• [EXCERPTED DATA]:
• • • •
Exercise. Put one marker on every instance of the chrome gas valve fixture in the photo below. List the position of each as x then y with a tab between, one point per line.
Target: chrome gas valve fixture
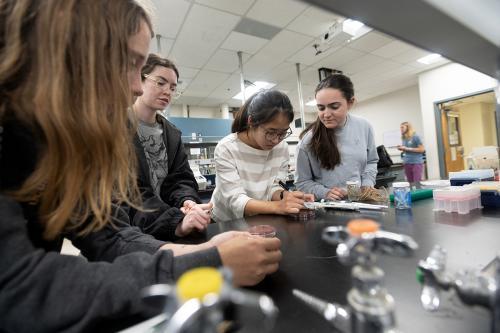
204	301
370	307
472	287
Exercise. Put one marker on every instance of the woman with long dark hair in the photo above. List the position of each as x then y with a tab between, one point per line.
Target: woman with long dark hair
337	147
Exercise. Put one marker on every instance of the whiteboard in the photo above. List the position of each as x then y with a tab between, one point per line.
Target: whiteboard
392	138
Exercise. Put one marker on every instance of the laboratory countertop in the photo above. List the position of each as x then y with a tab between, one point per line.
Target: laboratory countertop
310	264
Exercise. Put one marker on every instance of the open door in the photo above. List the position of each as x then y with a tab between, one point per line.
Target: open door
452	140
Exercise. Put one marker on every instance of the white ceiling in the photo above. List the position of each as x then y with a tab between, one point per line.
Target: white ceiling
200	37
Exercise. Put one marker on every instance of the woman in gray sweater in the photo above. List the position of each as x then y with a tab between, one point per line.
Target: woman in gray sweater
338	147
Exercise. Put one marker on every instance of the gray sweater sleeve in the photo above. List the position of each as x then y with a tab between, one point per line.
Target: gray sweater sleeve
49	292
305	173
370	173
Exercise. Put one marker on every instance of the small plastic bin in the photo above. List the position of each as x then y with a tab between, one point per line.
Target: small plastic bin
459	199
465	177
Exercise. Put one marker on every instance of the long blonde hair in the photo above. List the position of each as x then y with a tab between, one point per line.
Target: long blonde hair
409	130
63	73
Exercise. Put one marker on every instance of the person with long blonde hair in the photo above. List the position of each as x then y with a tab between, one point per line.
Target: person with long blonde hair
68	72
413	157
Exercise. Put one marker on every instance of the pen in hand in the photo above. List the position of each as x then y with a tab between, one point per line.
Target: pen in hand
283	185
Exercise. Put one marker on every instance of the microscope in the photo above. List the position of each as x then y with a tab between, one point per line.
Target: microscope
370	307
472	287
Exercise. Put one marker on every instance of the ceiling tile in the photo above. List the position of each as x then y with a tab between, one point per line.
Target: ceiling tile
187	72
204	30
169	16
165	44
189	100
313	22
205	82
392	49
276	12
309	76
275	52
233	6
285	71
213	102
309	55
339	58
225	61
243	42
228	88
257	29
410	55
370	41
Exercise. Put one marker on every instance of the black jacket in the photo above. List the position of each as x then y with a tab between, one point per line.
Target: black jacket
177	187
43	291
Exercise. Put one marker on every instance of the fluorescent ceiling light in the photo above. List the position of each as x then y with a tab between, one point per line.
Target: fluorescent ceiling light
429	59
351	26
252	89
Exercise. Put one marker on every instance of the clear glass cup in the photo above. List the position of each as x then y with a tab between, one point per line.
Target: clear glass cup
353	190
263	230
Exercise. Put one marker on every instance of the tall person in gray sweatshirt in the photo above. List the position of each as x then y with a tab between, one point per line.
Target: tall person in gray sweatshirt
337	147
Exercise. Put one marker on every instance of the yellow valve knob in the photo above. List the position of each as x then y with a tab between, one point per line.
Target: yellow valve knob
360	226
198	282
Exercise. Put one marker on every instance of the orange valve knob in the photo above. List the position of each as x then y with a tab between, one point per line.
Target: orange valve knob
360	226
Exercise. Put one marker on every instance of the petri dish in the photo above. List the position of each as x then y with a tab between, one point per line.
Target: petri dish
263	230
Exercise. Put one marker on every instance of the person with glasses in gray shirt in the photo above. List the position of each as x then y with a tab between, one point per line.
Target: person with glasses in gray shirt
250	162
166	181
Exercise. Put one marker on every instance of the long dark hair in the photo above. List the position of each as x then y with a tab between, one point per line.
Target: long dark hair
324	140
262	107
47	50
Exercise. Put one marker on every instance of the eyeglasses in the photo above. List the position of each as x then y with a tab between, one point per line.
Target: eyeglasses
161	83
280	135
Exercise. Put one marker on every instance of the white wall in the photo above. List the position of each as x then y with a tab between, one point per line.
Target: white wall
444	83
388	111
195	112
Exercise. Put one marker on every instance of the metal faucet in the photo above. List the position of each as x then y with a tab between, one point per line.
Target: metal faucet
472	287
248	311
370	307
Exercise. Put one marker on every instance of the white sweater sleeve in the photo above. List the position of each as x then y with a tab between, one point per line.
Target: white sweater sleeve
231	194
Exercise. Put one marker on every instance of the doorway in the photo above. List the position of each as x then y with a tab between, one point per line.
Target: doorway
• • • •
• [TASK BRIEF]: Extract exactly the lines between the line containing "gray shirt in" and the end of the data, including both.

• [EXERCISE SOLUTION]:
Exercise. Put one marker on every instance of the person with glasses in gray shirt in the photo above. List the position of each as x then y with a tab between, one point per line.
Target: person with glasses in gray shirt
250	162
166	181
Exercise. Put one marker on every instance of the long dark hair in the photo above. List the position of each as x then y with a tab between, one point per line.
Target: long dark hair
324	140
262	107
47	50
Exercise. Put one marker on every instance of the eyeglasses in the photo above. List the position of each as x then y with a tab between, one point per line.
Target: eyeglasses
161	83
280	135
Exercise. Put one marker on every instance of the white wall in the photo above. List the position of each as x then y with a tab between, one point per line.
Target: white wall
444	83
388	111
195	112
Exercise. Put one marker on every instance of the metal faucet in the photo above. List the position of each as x then y with a tab between, one point per line.
Target: metal faucet
472	287
248	311
370	307
Exercise. Put one marker on every instance of the white sweater sleeve in the photo above. List the position of each as x then y with a tab between, one point per line.
Target: white sweater sleeve
231	194
Exercise. Put one marker on every instance of the doorway in the photo above. List the position of each as x then y with a tab between, one point per line.
Target: doorway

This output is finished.